Render every line of the material below as a Markdown table with the columns "Row" and "Line", giving each line its own numbered row and omitting blank lines.

DATA LISTING start

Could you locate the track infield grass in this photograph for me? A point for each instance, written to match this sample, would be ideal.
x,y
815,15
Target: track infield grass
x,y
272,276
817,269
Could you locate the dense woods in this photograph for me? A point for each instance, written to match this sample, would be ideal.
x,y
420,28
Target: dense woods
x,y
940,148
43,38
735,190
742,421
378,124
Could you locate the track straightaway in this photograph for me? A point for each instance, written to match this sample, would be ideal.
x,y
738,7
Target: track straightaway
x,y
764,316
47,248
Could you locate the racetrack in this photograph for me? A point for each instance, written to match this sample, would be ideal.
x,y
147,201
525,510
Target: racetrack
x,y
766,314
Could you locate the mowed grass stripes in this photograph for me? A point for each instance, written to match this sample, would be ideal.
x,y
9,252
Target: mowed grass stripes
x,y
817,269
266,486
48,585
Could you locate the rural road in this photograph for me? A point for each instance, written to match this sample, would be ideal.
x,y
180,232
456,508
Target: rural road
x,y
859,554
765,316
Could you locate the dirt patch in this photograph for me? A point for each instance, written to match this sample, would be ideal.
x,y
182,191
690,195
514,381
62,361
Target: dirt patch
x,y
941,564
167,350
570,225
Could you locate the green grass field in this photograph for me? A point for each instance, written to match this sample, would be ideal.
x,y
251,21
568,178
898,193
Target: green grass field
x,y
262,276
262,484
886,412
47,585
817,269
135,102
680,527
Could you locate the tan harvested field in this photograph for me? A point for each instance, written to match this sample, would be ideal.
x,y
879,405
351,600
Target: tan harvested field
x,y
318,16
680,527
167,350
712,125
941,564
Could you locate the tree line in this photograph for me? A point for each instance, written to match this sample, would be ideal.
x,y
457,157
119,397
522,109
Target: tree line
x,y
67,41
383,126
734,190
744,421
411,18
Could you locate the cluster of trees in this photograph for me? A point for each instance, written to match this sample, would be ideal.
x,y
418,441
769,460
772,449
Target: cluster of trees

DATA LISTING end

▶ SOLUTION FOR THIS PROBLEM
| Row | Line |
|---|---|
| 1 | Could you locate the track infield grass in this photograph for me? A point for each instance, written to match this sample, would be ideal. |
| 2 | x,y |
| 3 | 815,15 |
| 4 | Target: track infield grass |
| 5 | x,y |
| 6 | 272,276 |
| 7 | 817,269 |
| 8 | Could you locate the dense woods in this photograph for me? A point for each instance, written to match this sample, would be ideal. |
| 9 | x,y |
| 10 | 420,28 |
| 11 | Target: dense woods |
| 12 | x,y |
| 13 | 940,148 |
| 14 | 43,38 |
| 15 | 735,190 |
| 16 | 742,421 |
| 17 | 378,124 |
| 18 | Could you locate the track straightaway in this photograph for me? A point for each instance, written to match this sample, would be ideal. |
| 19 | x,y |
| 20 | 738,7 |
| 21 | Target: track straightaway |
| 22 | x,y |
| 23 | 764,316 |
| 24 | 47,248 |
| 25 | Could you locate the racetrack in this photograph for me? A point for each instance, written to match this sample, would be ideal. |
| 26 | x,y |
| 27 | 147,201 |
| 28 | 525,510 |
| 29 | Target: racetrack |
| 30 | x,y |
| 31 | 766,314 |
| 32 | Could you locate the mowed grass stripes in this photograph for me? A point for each instance, written to match this sample, would be ideal. |
| 33 | x,y |
| 34 | 9,252 |
| 35 | Target: mowed grass stripes |
| 36 | x,y |
| 37 | 817,269 |
| 38 | 266,486 |
| 39 | 48,585 |
| 40 | Could you locate the rural road in this photograph for me? A point for each instance, written to match this sample, would be ideal. |
| 41 | x,y |
| 42 | 180,232 |
| 43 | 456,508 |
| 44 | Target: rural road |
| 45 | x,y |
| 46 | 859,554 |
| 47 | 765,316 |
| 48 | Could you locate the dirt patch in this photograph for me? A point for each instance, written to match this sample, would be ideal. |
| 49 | x,y |
| 50 | 182,191 |
| 51 | 690,195 |
| 52 | 514,381 |
| 53 | 62,361 |
| 54 | Target: dirt patch |
| 55 | x,y |
| 56 | 941,564 |
| 57 | 167,350 |
| 58 | 570,225 |
| 59 | Could you locate the green grass field in this photograph for me? A point for each instance, written to match this sample, would be ideal. |
| 60 | x,y |
| 61 | 251,21 |
| 62 | 568,178 |
| 63 | 898,193 |
| 64 | Target: green grass field |
| 65 | x,y |
| 66 | 262,276 |
| 67 | 262,484 |
| 68 | 886,412 |
| 69 | 47,585 |
| 70 | 817,269 |
| 71 | 135,102 |
| 72 | 680,527 |
| 73 | Could you locate the tan harvested field in this photograph for me? A point for each instance, written to match this sample, would be ideal. |
| 74 | x,y |
| 75 | 879,405 |
| 76 | 351,600 |
| 77 | Target: tan harvested field |
| 78 | x,y |
| 79 | 318,16 |
| 80 | 680,527 |
| 81 | 167,350 |
| 82 | 712,125 |
| 83 | 941,564 |
| 84 | Could you locate the tree line in this photograph for me? A point for each instance, written to match this sample, would be ideal. |
| 85 | x,y |
| 86 | 457,157 |
| 87 | 119,397 |
| 88 | 522,109 |
| 89 | Target: tree line |
| 90 | x,y |
| 91 | 67,41 |
| 92 | 383,126 |
| 93 | 734,190 |
| 94 | 744,421 |
| 95 | 411,18 |
| 96 | Could you locate the cluster of trees in this photograph for me? A point for each instance, written to match this sample, would be ideal. |
| 97 | x,y |
| 98 | 418,441 |
| 99 | 769,460 |
| 100 | 772,449 |
| 101 | Target: cluster of trees |